About this task: The response must contain every line below in which "leaf" appears.

Free-text object descriptions:
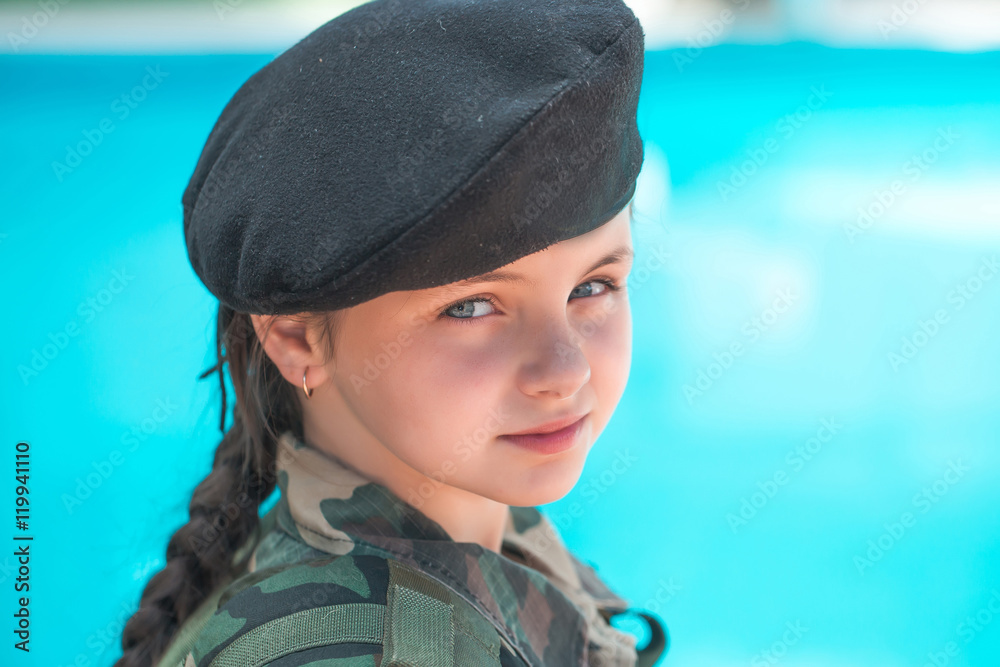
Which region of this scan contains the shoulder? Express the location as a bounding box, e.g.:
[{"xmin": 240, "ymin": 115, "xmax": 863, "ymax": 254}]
[
  {"xmin": 187, "ymin": 553, "xmax": 391, "ymax": 667},
  {"xmin": 183, "ymin": 552, "xmax": 513, "ymax": 667}
]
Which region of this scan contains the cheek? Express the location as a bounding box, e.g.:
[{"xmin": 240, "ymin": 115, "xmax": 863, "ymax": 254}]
[
  {"xmin": 340, "ymin": 325, "xmax": 510, "ymax": 453},
  {"xmin": 403, "ymin": 332, "xmax": 510, "ymax": 407},
  {"xmin": 580, "ymin": 300, "xmax": 632, "ymax": 407}
]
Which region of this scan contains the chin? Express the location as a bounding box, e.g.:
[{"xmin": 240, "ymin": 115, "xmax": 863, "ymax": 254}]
[{"xmin": 490, "ymin": 465, "xmax": 585, "ymax": 507}]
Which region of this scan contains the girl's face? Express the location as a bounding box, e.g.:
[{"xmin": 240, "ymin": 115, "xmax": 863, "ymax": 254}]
[{"xmin": 310, "ymin": 206, "xmax": 634, "ymax": 508}]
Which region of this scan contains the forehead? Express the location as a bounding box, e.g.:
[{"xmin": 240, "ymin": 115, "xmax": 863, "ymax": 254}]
[{"xmin": 415, "ymin": 209, "xmax": 634, "ymax": 299}]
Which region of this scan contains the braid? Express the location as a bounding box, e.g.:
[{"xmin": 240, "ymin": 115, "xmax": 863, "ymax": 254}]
[{"xmin": 113, "ymin": 303, "xmax": 330, "ymax": 667}]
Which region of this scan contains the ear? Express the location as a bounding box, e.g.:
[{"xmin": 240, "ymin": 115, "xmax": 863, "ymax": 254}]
[{"xmin": 250, "ymin": 314, "xmax": 332, "ymax": 394}]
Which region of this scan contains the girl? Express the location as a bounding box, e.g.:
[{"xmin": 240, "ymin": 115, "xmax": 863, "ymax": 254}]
[{"xmin": 117, "ymin": 0, "xmax": 667, "ymax": 665}]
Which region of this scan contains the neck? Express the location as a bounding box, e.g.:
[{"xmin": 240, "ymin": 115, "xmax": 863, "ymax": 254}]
[{"xmin": 301, "ymin": 408, "xmax": 511, "ymax": 554}]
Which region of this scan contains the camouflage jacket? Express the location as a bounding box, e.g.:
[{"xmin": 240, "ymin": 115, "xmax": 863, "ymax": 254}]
[{"xmin": 160, "ymin": 430, "xmax": 666, "ymax": 666}]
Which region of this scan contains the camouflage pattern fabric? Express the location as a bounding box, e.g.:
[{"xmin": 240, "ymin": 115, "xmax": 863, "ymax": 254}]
[{"xmin": 166, "ymin": 430, "xmax": 658, "ymax": 666}]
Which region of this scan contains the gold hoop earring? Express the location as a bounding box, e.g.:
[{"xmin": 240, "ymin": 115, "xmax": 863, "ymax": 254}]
[{"xmin": 302, "ymin": 369, "xmax": 313, "ymax": 399}]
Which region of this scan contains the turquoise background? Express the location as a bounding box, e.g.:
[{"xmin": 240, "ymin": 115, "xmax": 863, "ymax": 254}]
[{"xmin": 2, "ymin": 43, "xmax": 998, "ymax": 665}]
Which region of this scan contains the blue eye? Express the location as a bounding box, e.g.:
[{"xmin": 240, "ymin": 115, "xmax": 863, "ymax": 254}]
[
  {"xmin": 570, "ymin": 278, "xmax": 622, "ymax": 299},
  {"xmin": 439, "ymin": 278, "xmax": 623, "ymax": 324},
  {"xmin": 441, "ymin": 295, "xmax": 501, "ymax": 321}
]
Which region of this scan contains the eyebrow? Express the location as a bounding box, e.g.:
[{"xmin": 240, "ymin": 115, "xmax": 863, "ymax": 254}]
[{"xmin": 433, "ymin": 244, "xmax": 635, "ymax": 294}]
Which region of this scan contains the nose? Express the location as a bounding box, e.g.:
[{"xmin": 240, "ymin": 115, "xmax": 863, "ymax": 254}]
[{"xmin": 516, "ymin": 320, "xmax": 591, "ymax": 400}]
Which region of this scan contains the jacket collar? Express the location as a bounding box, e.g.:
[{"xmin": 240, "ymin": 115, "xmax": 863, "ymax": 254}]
[{"xmin": 271, "ymin": 429, "xmax": 639, "ymax": 666}]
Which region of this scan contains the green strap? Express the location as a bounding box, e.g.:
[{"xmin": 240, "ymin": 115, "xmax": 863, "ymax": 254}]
[
  {"xmin": 208, "ymin": 603, "xmax": 384, "ymax": 667},
  {"xmin": 203, "ymin": 555, "xmax": 502, "ymax": 667},
  {"xmin": 384, "ymin": 559, "xmax": 454, "ymax": 666},
  {"xmin": 384, "ymin": 558, "xmax": 501, "ymax": 667}
]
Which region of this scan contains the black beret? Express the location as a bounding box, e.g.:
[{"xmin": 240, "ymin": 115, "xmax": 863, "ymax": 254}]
[{"xmin": 182, "ymin": 0, "xmax": 645, "ymax": 315}]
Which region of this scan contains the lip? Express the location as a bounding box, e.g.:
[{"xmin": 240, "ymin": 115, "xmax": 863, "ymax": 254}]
[
  {"xmin": 499, "ymin": 414, "xmax": 588, "ymax": 455},
  {"xmin": 504, "ymin": 413, "xmax": 589, "ymax": 436}
]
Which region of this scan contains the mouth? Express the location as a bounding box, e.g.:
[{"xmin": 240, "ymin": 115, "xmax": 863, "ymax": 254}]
[{"xmin": 498, "ymin": 414, "xmax": 588, "ymax": 455}]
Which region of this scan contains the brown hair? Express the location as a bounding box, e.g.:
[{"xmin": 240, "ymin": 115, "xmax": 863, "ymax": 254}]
[{"xmin": 114, "ymin": 304, "xmax": 341, "ymax": 667}]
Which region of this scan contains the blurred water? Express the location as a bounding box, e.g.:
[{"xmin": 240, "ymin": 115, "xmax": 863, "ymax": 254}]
[
  {"xmin": 561, "ymin": 45, "xmax": 1000, "ymax": 667},
  {"xmin": 1, "ymin": 44, "xmax": 998, "ymax": 666}
]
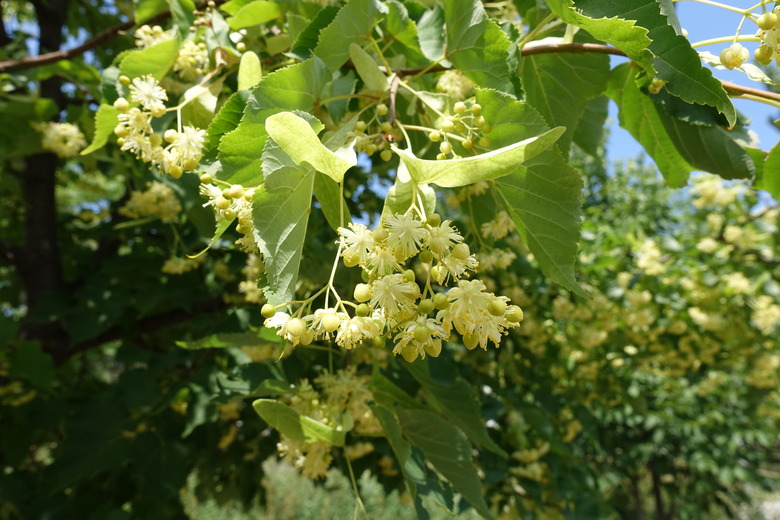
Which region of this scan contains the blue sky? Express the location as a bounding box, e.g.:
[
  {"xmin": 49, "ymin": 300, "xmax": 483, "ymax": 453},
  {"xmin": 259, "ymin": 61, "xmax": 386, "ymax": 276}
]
[{"xmin": 606, "ymin": 0, "xmax": 780, "ymax": 162}]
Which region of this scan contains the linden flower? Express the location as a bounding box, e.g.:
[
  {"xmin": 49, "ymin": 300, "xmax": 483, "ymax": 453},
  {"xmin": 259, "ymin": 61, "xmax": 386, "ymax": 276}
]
[
  {"xmin": 129, "ymin": 75, "xmax": 168, "ymax": 114},
  {"xmin": 174, "ymin": 40, "xmax": 210, "ymax": 81},
  {"xmin": 134, "ymin": 24, "xmax": 175, "ymax": 48},
  {"xmin": 39, "ymin": 122, "xmax": 87, "ymax": 158},
  {"xmin": 427, "ymin": 220, "xmax": 463, "ymax": 256},
  {"xmin": 366, "ymin": 246, "xmax": 402, "ymax": 276},
  {"xmin": 370, "ymin": 273, "xmax": 419, "ymax": 319},
  {"xmin": 468, "ymin": 313, "xmax": 510, "ymax": 350},
  {"xmin": 439, "ymin": 279, "xmax": 514, "ymax": 344},
  {"xmin": 696, "ymin": 237, "xmax": 719, "ymax": 254},
  {"xmin": 310, "ymin": 308, "xmax": 349, "ymax": 338},
  {"xmin": 338, "ymin": 223, "xmax": 375, "ymax": 264},
  {"xmin": 480, "ymin": 210, "xmax": 515, "ymax": 240},
  {"xmin": 174, "ymin": 126, "xmax": 206, "ymax": 159},
  {"xmin": 335, "ymin": 316, "xmax": 383, "ymax": 350},
  {"xmin": 393, "ymin": 315, "xmax": 446, "ymax": 362},
  {"xmin": 119, "ymin": 181, "xmax": 181, "ymax": 223},
  {"xmin": 435, "ymin": 252, "xmax": 478, "ymax": 283},
  {"xmin": 636, "ymin": 239, "xmax": 664, "ymax": 275},
  {"xmin": 384, "ymin": 213, "xmax": 430, "ymax": 261},
  {"xmin": 719, "ymin": 42, "xmax": 749, "ymax": 70}
]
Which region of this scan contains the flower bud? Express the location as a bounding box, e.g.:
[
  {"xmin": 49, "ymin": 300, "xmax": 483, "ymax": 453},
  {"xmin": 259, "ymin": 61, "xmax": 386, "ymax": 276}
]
[
  {"xmin": 433, "ymin": 293, "xmax": 449, "ymax": 310},
  {"xmin": 354, "ymin": 283, "xmax": 372, "ymax": 302},
  {"xmin": 719, "ymin": 43, "xmax": 749, "ymax": 70},
  {"xmin": 463, "ymin": 334, "xmax": 479, "ymax": 350},
  {"xmin": 261, "ymin": 304, "xmax": 276, "ymax": 318},
  {"xmin": 286, "ymin": 318, "xmax": 307, "ymax": 337}
]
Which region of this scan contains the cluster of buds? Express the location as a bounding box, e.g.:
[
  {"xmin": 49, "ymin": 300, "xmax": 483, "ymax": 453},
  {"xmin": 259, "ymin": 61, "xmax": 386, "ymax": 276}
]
[
  {"xmin": 262, "ymin": 211, "xmax": 523, "ymax": 362},
  {"xmin": 349, "ymin": 103, "xmax": 400, "ymax": 161},
  {"xmin": 755, "ymin": 7, "xmax": 780, "ymax": 65},
  {"xmin": 113, "ymin": 75, "xmax": 206, "ymax": 178},
  {"xmin": 199, "ymin": 178, "xmax": 259, "ymax": 252},
  {"xmin": 36, "ymin": 122, "xmax": 86, "ymax": 158},
  {"xmin": 429, "ymin": 101, "xmax": 491, "ymax": 160}
]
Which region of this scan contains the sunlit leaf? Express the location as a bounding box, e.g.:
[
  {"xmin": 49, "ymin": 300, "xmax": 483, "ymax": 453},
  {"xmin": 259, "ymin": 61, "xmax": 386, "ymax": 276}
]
[{"xmin": 253, "ymin": 399, "xmax": 346, "ymax": 446}]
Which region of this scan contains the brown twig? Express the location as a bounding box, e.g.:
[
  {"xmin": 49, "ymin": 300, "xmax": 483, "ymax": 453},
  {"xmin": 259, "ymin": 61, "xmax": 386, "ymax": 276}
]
[{"xmin": 0, "ymin": 18, "xmax": 138, "ymax": 73}]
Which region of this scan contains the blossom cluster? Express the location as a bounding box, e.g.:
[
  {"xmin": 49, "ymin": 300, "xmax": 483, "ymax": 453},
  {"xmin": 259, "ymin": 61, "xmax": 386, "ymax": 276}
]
[
  {"xmin": 113, "ymin": 75, "xmax": 206, "ymax": 178},
  {"xmin": 199, "ymin": 181, "xmax": 259, "ymax": 252},
  {"xmin": 754, "ymin": 6, "xmax": 780, "ymax": 65},
  {"xmin": 264, "ymin": 212, "xmax": 523, "ymax": 362},
  {"xmin": 119, "ymin": 181, "xmax": 181, "ymax": 223},
  {"xmin": 134, "ymin": 25, "xmax": 210, "ymax": 81},
  {"xmin": 275, "ymin": 367, "xmax": 381, "ymax": 479},
  {"xmin": 37, "ymin": 122, "xmax": 86, "ymax": 158}
]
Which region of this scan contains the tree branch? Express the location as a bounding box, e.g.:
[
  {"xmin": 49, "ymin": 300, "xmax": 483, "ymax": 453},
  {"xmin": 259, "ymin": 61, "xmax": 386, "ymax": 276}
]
[
  {"xmin": 61, "ymin": 297, "xmax": 232, "ymax": 365},
  {"xmin": 0, "ymin": 18, "xmax": 137, "ymax": 73}
]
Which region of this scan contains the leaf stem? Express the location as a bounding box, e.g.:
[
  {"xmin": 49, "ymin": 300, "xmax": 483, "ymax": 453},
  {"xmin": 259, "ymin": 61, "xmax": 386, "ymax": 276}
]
[
  {"xmin": 675, "ymin": 0, "xmax": 752, "ymax": 16},
  {"xmin": 690, "ymin": 35, "xmax": 761, "ymax": 48},
  {"xmin": 344, "ymin": 451, "xmax": 369, "ymax": 519},
  {"xmin": 517, "ymin": 12, "xmax": 560, "ymax": 48}
]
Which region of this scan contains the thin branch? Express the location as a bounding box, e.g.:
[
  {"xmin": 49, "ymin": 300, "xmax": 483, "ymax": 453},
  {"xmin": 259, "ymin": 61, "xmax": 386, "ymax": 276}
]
[
  {"xmin": 62, "ymin": 297, "xmax": 232, "ymax": 364},
  {"xmin": 0, "ymin": 18, "xmax": 138, "ymax": 73},
  {"xmin": 721, "ymin": 79, "xmax": 780, "ymax": 103}
]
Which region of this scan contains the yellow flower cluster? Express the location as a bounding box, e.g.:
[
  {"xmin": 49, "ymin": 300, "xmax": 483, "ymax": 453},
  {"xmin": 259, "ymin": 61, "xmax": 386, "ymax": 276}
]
[
  {"xmin": 119, "ymin": 181, "xmax": 181, "ymax": 223},
  {"xmin": 275, "ymin": 367, "xmax": 380, "ymax": 479},
  {"xmin": 199, "ymin": 182, "xmax": 258, "ymax": 252},
  {"xmin": 754, "ymin": 6, "xmax": 780, "ymax": 65},
  {"xmin": 113, "ymin": 75, "xmax": 206, "ymax": 178},
  {"xmin": 37, "ymin": 122, "xmax": 86, "ymax": 158},
  {"xmin": 264, "ymin": 212, "xmax": 523, "ymax": 362}
]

Task output:
Which region of this scan contains the sunlit leaf? Express the location as a bounding box, e.g.:
Which region of this scan contains the leaf stem? Express the location as a bounding box, e.g.:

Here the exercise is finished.